**GOAL**:
Please repeat the lines of the material below from the line with "canopy you can see." up to and including the line with "[0,0,480,221]", and nothing else.
======== EXERCISE DATA ========
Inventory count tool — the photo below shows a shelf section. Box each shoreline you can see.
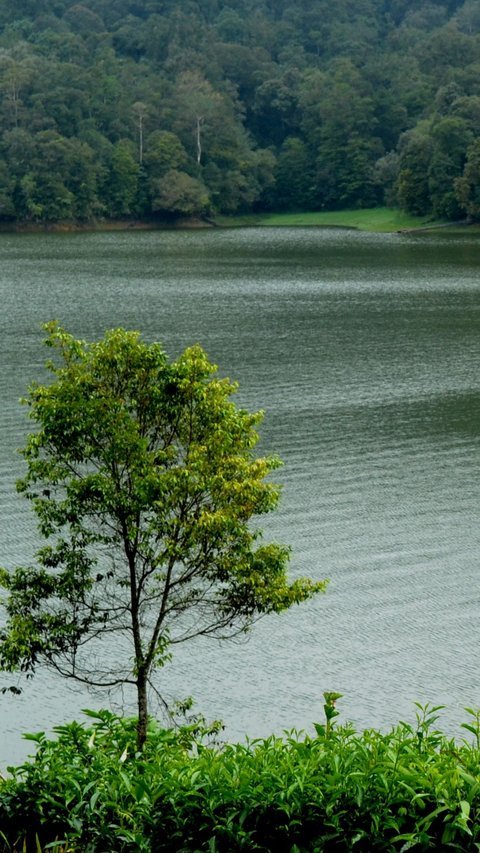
[0,208,480,235]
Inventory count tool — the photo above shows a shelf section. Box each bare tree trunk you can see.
[196,116,203,166]
[137,668,148,752]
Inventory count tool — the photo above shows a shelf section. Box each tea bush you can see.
[0,703,480,853]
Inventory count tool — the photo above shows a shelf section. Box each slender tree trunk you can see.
[137,668,148,752]
[195,116,203,166]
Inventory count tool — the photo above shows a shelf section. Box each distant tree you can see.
[454,139,480,220]
[103,139,140,218]
[151,169,210,216]
[0,323,325,748]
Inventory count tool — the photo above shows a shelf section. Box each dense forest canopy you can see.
[0,0,480,222]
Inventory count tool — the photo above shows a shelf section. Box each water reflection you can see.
[0,229,480,761]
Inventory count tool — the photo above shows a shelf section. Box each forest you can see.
[0,0,480,223]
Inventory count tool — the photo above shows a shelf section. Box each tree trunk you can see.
[137,670,148,752]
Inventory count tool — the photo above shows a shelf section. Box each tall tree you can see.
[0,324,325,748]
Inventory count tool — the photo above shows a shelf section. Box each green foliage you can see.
[0,694,480,853]
[0,0,480,223]
[0,323,325,746]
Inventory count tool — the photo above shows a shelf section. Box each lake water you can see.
[0,229,480,765]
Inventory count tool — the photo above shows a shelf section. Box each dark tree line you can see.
[0,0,480,222]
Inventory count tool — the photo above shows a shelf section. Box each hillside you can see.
[0,0,480,222]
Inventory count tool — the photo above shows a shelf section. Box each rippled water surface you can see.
[0,229,480,764]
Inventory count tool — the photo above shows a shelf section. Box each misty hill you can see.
[0,0,480,221]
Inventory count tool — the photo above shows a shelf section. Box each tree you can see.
[0,323,325,748]
[150,169,210,216]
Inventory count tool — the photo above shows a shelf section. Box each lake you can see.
[0,228,480,766]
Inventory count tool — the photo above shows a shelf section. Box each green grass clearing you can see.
[215,207,443,232]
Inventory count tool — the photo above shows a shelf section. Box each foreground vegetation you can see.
[0,694,480,853]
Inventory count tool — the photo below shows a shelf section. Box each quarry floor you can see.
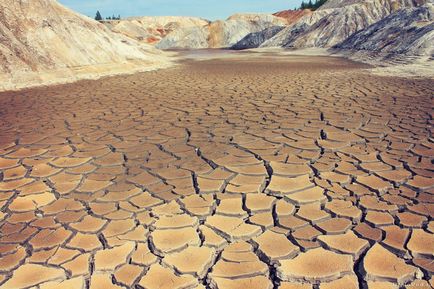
[0,56,434,289]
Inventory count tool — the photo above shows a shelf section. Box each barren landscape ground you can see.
[0,56,434,289]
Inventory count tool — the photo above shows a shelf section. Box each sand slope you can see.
[0,0,169,88]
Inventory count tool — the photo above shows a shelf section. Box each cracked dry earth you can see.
[0,57,434,289]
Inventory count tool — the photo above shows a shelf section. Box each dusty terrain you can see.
[0,0,171,90]
[0,56,434,289]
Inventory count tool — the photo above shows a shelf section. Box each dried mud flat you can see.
[0,57,434,289]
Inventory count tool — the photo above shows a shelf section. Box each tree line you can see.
[299,0,327,11]
[95,11,121,21]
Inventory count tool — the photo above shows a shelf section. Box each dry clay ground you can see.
[0,56,434,289]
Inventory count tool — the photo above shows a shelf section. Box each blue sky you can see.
[59,0,301,20]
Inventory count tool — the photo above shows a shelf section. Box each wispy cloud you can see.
[59,0,301,19]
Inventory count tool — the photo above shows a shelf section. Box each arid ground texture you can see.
[0,56,434,289]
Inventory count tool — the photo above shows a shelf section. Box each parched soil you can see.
[0,56,434,289]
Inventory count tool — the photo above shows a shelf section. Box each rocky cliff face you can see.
[0,0,168,87]
[273,9,312,25]
[104,16,209,44]
[261,0,430,48]
[157,14,287,49]
[335,4,434,57]
[231,26,285,50]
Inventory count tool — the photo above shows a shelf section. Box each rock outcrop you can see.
[157,14,287,49]
[273,9,312,25]
[231,26,285,50]
[103,16,210,44]
[261,0,431,48]
[335,4,434,57]
[0,0,169,88]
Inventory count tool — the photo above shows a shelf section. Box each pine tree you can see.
[95,11,102,21]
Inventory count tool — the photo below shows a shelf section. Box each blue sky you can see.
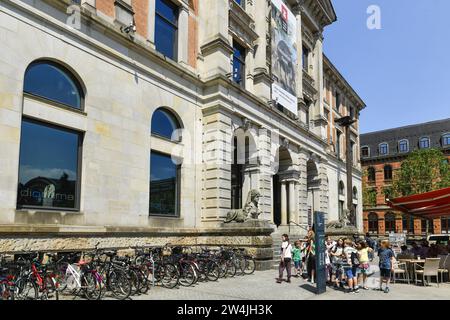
[324,0,450,133]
========
**ANSWER TO THE TASK**:
Inventory count tool — the photo above shows a shelf section. Box each dense forest canopy you can see.
[0,0,480,222]
Inventory count tool — the photo above shows a shelf section. Box each water reflection you can see.
[0,229,480,761]
Inventory count tool — the photo above shows a shelf section. Box each forest you can see.
[0,0,480,223]
Inventory count tool — the photo above shows a shelf section. Box each tree trunk you can see.
[137,670,148,752]
Inventory count tool — the photo above shows a shelf section. Box each tall tree you can see.
[0,324,325,748]
Inventory count tool — the photo above shows a shelf section. Box each green foliage you can see.
[0,694,480,853]
[0,0,480,223]
[0,323,325,746]
Inventory count tool — the photo above shows a shelf section. Box each lake water you can see.
[0,229,480,765]
Inventory count tool — the photo above shows a shelf section. Box each dark tree line you can see.
[0,0,480,222]
Inventory count tool — the photo above shows a shelf section. Box each hillside you can see.
[0,0,480,222]
Inventory count tool — the photo above shows a shelf section. Box each rippled water surface you can see.
[0,229,480,764]
Inventory count tool — the photo above shows a shelf section. Box each misty hill you can see.
[0,0,480,221]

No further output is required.